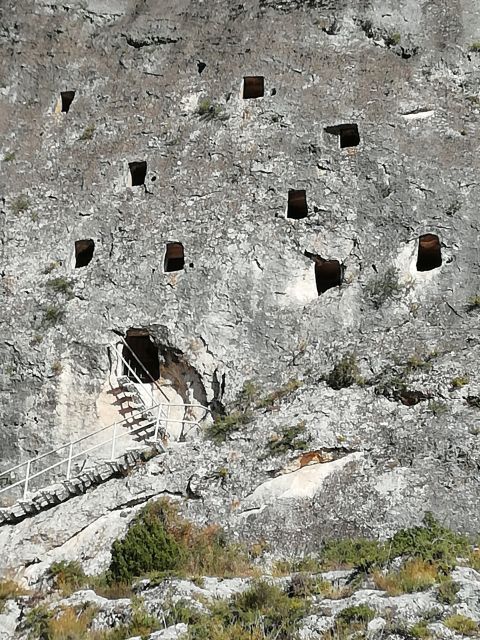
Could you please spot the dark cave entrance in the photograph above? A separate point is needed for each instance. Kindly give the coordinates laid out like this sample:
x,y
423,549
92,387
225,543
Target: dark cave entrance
x,y
297,204
67,99
429,252
83,252
328,274
174,257
138,172
253,87
141,355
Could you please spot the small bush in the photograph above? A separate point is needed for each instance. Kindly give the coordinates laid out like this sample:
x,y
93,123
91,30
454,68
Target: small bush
x,y
146,547
20,204
460,381
159,542
359,613
359,553
37,623
70,624
224,426
67,576
461,624
208,110
473,303
438,408
431,542
9,590
415,575
50,267
419,630
345,373
447,591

> _SET PROBLEM_:
Starting with the line that contains "Could you please spot the small" and continuing through the end of the items above, recast those lines as a numbered list, omitting any blank lines.

> _CORRECT RESULT_:
1. Could you please spot the small bush in the photograph above? A separate point is needed for each instance. Kindly give the coordinates laid out like this sample:
2. x,y
3. 93,123
4. 91,30
5. 454,68
6. Target: small bush
7. x,y
8. 146,547
9. 20,204
10. 460,381
11. 159,542
12. 359,613
13. 359,553
14. 37,623
15. 70,624
16. 224,426
17. 67,576
18. 461,624
19. 208,110
20. 473,303
21. 438,408
22. 431,542
23. 9,590
24. 415,575
25. 50,267
26. 419,630
27. 345,373
28. 447,591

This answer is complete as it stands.